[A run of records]
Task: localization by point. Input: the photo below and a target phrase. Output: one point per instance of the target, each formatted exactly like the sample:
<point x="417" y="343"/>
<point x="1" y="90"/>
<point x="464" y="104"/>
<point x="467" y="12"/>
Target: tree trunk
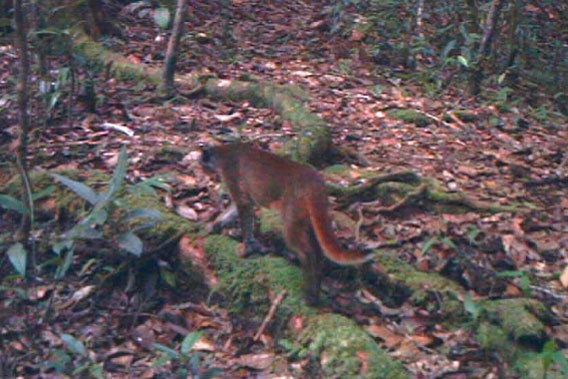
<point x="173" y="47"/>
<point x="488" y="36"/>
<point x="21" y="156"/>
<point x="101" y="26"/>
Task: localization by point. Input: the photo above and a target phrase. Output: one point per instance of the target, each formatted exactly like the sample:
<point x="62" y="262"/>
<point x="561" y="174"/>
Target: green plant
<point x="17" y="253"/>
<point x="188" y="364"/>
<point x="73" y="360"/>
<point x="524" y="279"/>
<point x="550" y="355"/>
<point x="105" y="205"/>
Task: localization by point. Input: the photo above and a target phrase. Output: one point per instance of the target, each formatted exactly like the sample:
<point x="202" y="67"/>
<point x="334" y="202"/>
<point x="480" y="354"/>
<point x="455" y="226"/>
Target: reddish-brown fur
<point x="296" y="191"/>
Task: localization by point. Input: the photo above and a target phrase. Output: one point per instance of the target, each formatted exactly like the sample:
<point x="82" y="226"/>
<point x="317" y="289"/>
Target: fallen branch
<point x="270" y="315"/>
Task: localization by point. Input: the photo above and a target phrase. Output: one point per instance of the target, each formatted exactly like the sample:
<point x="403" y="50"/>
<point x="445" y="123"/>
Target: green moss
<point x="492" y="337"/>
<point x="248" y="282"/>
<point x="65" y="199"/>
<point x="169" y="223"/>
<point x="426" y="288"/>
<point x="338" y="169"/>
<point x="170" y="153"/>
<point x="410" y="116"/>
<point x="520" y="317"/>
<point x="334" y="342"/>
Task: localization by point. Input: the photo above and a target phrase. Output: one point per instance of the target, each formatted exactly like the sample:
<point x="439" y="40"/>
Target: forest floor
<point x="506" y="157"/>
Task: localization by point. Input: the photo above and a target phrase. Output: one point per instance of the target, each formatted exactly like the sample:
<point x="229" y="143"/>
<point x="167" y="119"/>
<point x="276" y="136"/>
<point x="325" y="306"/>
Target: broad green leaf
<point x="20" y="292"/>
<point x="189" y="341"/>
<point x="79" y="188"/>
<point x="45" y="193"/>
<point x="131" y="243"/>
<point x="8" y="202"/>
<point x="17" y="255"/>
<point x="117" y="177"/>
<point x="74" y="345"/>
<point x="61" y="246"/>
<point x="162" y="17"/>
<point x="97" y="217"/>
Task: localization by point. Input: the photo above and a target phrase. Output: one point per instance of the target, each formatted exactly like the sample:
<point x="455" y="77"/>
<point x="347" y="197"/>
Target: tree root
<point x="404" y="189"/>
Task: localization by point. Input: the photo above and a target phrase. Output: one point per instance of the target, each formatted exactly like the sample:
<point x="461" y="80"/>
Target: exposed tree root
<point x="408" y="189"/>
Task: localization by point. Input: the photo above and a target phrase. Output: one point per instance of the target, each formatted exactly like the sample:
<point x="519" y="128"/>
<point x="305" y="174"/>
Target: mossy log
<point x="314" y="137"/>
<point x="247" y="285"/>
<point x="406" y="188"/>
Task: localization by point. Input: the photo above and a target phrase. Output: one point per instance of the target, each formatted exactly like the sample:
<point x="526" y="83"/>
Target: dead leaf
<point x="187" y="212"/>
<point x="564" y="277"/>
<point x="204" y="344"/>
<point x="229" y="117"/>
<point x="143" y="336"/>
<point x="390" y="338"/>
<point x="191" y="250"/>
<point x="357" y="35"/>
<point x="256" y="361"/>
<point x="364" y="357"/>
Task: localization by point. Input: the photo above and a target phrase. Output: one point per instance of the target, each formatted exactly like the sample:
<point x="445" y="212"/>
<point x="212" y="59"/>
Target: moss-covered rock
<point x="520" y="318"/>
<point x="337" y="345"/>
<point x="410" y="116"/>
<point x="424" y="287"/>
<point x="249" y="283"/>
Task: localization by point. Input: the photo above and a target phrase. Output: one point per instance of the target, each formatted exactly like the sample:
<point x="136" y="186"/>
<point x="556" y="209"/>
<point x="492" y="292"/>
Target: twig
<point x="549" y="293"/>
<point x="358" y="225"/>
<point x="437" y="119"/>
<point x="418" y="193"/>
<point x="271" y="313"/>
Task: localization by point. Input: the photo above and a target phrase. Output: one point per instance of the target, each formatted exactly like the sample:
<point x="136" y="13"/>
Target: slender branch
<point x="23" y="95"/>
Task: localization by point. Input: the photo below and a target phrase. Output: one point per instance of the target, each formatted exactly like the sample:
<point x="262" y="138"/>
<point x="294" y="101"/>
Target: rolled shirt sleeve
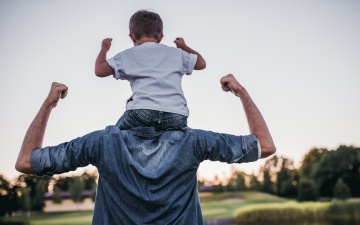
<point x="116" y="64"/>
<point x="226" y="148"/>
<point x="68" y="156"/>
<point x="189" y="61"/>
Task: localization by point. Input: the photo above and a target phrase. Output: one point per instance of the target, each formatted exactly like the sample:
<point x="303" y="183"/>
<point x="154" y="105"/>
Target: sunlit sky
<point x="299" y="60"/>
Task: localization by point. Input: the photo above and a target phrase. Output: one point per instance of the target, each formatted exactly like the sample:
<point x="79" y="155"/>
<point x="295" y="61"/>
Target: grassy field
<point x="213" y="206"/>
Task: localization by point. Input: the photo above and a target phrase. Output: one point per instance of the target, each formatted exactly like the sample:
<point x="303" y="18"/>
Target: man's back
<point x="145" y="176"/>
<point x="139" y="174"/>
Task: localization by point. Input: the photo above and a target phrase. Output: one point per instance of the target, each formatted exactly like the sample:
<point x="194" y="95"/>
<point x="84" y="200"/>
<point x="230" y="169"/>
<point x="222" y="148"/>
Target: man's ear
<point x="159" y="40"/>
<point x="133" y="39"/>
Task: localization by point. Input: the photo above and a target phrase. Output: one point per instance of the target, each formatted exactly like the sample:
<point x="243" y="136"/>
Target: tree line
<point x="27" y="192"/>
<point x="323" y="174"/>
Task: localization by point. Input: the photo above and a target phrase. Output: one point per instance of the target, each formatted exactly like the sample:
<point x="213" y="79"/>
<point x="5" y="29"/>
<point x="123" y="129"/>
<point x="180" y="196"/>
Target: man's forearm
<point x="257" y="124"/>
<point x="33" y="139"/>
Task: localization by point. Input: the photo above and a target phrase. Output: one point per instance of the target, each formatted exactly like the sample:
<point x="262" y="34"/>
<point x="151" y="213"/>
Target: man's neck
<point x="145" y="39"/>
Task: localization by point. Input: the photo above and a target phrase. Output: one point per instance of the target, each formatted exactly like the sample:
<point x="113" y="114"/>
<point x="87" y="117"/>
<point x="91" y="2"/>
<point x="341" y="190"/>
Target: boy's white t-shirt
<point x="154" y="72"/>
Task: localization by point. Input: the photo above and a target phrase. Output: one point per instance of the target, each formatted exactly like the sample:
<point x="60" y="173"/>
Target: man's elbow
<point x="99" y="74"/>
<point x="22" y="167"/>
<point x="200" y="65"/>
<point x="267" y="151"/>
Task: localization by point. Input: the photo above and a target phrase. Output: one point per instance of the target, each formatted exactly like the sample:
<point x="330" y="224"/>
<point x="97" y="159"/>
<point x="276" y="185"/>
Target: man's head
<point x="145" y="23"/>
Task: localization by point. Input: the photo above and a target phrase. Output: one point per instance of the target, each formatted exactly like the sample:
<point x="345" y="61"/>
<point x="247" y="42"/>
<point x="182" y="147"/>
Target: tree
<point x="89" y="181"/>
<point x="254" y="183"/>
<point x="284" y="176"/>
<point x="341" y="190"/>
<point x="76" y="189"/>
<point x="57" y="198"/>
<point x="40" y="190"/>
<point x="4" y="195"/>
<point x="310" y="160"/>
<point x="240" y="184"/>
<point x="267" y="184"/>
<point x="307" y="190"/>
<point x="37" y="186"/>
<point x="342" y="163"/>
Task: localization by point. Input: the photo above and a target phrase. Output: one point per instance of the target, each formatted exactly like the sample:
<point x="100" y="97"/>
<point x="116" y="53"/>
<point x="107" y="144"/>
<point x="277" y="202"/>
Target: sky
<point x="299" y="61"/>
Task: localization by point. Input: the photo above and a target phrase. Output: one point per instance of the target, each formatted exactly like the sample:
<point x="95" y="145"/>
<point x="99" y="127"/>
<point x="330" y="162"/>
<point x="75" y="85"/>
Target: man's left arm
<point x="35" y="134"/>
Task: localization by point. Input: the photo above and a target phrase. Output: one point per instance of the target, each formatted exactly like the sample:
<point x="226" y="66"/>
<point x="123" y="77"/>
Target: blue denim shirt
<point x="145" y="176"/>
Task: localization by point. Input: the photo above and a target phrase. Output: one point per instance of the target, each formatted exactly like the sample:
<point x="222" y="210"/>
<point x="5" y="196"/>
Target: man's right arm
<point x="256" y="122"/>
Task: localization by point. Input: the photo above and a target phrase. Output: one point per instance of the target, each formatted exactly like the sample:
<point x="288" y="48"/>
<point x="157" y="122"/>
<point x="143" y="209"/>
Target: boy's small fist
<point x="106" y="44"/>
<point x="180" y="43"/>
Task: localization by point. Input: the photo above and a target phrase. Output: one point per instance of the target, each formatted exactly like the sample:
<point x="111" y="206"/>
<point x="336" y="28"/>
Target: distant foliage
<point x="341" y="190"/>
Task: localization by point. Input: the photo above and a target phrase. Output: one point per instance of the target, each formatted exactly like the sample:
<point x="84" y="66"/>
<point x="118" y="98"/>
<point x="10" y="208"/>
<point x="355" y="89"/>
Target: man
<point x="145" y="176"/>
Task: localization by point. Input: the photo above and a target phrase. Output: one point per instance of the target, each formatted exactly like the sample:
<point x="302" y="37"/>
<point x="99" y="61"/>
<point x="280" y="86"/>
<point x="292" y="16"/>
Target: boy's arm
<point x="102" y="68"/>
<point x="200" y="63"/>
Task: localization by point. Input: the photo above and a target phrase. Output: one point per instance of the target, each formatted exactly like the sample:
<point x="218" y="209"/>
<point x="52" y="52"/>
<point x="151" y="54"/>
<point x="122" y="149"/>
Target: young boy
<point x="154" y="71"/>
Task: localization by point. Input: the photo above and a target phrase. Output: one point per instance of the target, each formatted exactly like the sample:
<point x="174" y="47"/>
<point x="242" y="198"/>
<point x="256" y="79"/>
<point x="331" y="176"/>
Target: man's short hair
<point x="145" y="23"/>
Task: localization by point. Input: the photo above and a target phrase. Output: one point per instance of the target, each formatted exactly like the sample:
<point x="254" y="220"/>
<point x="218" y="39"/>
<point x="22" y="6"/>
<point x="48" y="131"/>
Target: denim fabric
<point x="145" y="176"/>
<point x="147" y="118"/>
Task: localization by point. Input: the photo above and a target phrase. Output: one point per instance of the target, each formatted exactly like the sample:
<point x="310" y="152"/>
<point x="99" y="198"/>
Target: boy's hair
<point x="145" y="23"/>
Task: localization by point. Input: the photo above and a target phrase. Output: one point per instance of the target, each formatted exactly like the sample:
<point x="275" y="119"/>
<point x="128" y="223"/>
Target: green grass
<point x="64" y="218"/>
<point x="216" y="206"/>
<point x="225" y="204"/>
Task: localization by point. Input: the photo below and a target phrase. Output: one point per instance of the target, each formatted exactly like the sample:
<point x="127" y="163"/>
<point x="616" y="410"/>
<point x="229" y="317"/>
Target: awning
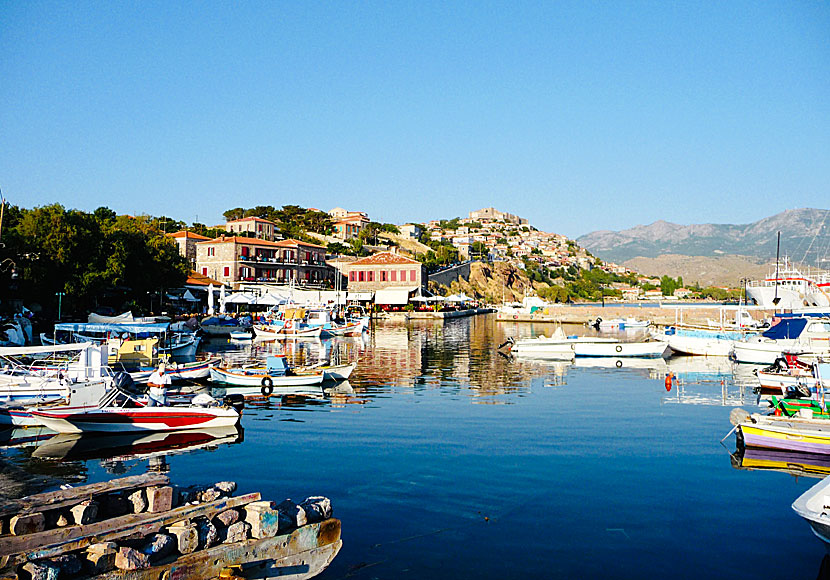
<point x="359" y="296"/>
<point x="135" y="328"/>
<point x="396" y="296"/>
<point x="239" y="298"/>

...

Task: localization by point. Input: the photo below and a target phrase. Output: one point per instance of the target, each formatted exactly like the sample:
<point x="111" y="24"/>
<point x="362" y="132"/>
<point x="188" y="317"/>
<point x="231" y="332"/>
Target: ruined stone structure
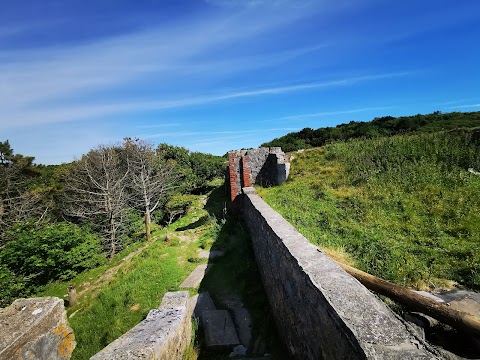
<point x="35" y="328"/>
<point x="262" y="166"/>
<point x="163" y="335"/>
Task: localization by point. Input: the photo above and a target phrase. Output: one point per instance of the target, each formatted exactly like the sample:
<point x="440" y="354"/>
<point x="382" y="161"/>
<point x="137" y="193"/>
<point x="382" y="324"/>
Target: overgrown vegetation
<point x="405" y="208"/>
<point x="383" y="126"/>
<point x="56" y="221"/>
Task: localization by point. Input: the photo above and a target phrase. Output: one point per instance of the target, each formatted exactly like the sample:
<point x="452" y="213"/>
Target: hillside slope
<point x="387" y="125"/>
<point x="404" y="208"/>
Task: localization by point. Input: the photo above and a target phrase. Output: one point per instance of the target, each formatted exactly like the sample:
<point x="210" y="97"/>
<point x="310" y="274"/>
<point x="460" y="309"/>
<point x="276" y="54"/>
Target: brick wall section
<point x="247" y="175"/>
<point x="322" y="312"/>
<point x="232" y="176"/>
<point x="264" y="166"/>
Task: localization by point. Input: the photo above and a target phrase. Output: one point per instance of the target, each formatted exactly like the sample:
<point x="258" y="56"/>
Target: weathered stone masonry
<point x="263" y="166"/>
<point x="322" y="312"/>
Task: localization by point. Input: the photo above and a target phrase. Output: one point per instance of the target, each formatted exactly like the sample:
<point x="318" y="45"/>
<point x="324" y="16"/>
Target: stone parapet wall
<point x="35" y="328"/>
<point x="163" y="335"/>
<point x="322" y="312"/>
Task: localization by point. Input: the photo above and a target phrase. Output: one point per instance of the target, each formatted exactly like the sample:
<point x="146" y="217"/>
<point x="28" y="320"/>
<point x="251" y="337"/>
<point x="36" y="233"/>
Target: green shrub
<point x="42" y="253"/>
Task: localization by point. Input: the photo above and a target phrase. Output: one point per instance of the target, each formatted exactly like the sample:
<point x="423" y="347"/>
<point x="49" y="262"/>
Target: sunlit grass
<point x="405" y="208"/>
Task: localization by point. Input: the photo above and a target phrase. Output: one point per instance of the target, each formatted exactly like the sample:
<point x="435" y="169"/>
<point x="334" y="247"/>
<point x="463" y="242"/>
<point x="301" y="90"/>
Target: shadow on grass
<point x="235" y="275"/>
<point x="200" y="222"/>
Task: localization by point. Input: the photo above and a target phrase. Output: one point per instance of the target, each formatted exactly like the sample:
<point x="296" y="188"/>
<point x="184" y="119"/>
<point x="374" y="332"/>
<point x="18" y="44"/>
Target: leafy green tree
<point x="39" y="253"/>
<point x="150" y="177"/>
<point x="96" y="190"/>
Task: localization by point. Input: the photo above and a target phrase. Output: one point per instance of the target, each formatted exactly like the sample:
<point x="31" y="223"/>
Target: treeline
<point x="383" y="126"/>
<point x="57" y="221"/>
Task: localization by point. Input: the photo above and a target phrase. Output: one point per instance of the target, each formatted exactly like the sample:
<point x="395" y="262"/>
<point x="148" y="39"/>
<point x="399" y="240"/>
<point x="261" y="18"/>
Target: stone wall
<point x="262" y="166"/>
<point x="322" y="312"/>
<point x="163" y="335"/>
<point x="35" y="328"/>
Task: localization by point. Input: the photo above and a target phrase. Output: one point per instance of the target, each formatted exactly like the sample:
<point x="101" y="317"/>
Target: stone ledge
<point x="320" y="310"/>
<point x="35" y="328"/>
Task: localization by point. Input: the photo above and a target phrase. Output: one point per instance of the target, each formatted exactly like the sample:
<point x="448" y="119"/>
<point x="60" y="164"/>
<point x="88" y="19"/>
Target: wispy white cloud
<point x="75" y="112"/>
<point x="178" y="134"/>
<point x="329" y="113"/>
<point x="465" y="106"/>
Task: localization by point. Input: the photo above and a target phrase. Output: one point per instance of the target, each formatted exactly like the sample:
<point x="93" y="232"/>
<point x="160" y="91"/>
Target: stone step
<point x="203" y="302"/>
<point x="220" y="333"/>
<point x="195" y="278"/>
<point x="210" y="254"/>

- _GIVEN INSTRUCTION_
Pick out each line of the listing above that contains the string "wall" and copy those lines out in full. Case matters.

- _RESULT FOR THIS TASK_
Target: brick wall section
Target: stone parapet wall
Target: stone wall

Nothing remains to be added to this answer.